Aufgaben>
1. Nenne alle Punktgrenzwerte auf Depressionsskalen, die im Text zur Antidepressiva-Studie vorkommen. Gib jeweils die Skala an und wofür der Wert steht.
2. Führe den Text zur Antidepressiva-Studie im Anschluss an seinen letzten Satz weiter.

Text>
'''
Für entscheidend halten sie, wie viele Patienten auf die Therapie ansprechen und wie viele in Remission gelangen. Hierzu gibt es inzwischen weitere Studien.

Insgesamt 41 Studien ausgewertet

In einer aktuellen Analyse hat ein Team um den US-Psychiater Dr. Robert Gibbons von der Universität in Chicago Daten auf Ebene einzelner Patienten aus Studien mit Venlafaxin und Fluoxetin analysiert (Arch Gen Psychiatry 2012; 69: 572).

Der SSNRI Venlafaxin zählt zu einer neuen Generation von Antidepressiva, der SSRI Fluoxetin ist auch bei Minderjährigen zugelassen - die Analyse ermöglicht damit auch altersabhängige Aussagen.

Gibbons fand 20 Studien zu Fluoxetin sowie 21 zu Venlafaxin. Er konnte dabei Angaben von knapp 9200 Depressiven über einen Zeitraum von sechs Wochen auswerten.

Dabei kam er zu völlig anderen Schlussfolgerungen als Kirsch: Im Schnitt mussten etwa fünf Patienten mit Antidepressiva behandelt werden, damit einer auf die Therapie ansprach - bessere Werte gibt es auch bei vielen internistischen Arzneitherapien nicht.

Die Ansprechrate - eine 50-prozentige Reduktion der Werte auf der HAM-D-Skala oder einer Depressionsskala für Kinder - hing dabei nicht sonderlich von der Schwere der Depression ab, wohl aber vom Alter: Die Therapieerfolge bei geriatrischen Patienten waren bescheiden.

Bei der Schwere der Depression differenzierte Gibbons jedoch nicht besonders: Er teilte die Patienten in solche mit einem HAMD-Wert über 20 Punkte ein (schwere Depression) oder solche mit niedrigeren Werten (leichte Depression).

Bei der Children's Depression Rating Scale (CDRS) wählte er einen Grenzwert von 60 Punkten.

Unterschied zu Placebo von knapp 28 Prozent

Die Ergebnisse im Einzelnen: Insgesamt ging der HAM-D-Wert mit Arzneitherapie in sechs Wochen um 11,8 Punkte zurück, mit Placebo waren es 9,3 Punkte - ein Unterschied von knapp 28 Prozent.

Auf die Antidepressiva sprachen 58 Prozent an, auf Placebo nur 40 Prozent, was einer Number Needed to Treat (NNT) von 5,4 entspricht.

In Remission (HAM-D unter 8 Punkten oder CDRS unter 28 Punkten) gelangten 43 Prozent mit Antidepressiva, aber nur 29 Prozent mit Placebo.

Wurde zwischen schwer und leicht Depressiven differenziert, so waren die Unterschiede nicht besonders groß: Bei den leichter Depressiven sank der HAM-D-Wert um 2,3 Punkte stärker als mit Placebo, bei den schwerer Depressiven waren es 2,8 Punkte.

Die Remissionsrate war bei den leicht Depressiven mit Arzneien um 17,5 Prozentpunkte höher als mit Placebo, bei den schwer Kranken um 17,2 Prozentpunkte.
'''
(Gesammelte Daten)
'''
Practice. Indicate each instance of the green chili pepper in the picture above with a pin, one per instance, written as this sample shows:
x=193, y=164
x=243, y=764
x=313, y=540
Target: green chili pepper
'''
Erwartete Antworten>
1.
- HAM-D über 20 Punkte: schwere Depression (niedrigere Werte: leichte Depression)
- CDRS 60 Punkte: Grenzwert zwischen schwerer und leichter Depression
- HAM-D unter 8 Punkte: Remission
- CDRS unter 28 Punkte: Remission

2.
Auch bei den Remissionsraten war die Arznei-Placebo-Differenz bei leicht und schwer Depressiven vergleichbar (13,3 versus 12,7 Prozentpunkte).

Wurden jedoch die Patientengruppen einzeln analysiert, gab es einige Unterschiede: So lag bei leicht depressiven Erwachsenen unter Fluoxetin die Verum-Placebo-Differenz beim HAM-D nur bei knapp 1,7 Punkten, bei schwer Depressiven dagegen bei 3,4 Punkten.

Der Unterschied war zwar statistisch nicht signifikant, spiegelt aber letztlich das Ergebnis von Kirsch wider - dessen Analyse beruhte im Wesentlichen auf Erwachsenen unter SSRI.

Auch Gibbons fand hier nun große Unterschiede bei den Ansprechraten: Die Verum-Placebo-Differenz lag bei 23,5 Prozentpunkten bei schwer Depressiven, nur 13,6 Prozentpunkte waren es bei leicht Depressiven.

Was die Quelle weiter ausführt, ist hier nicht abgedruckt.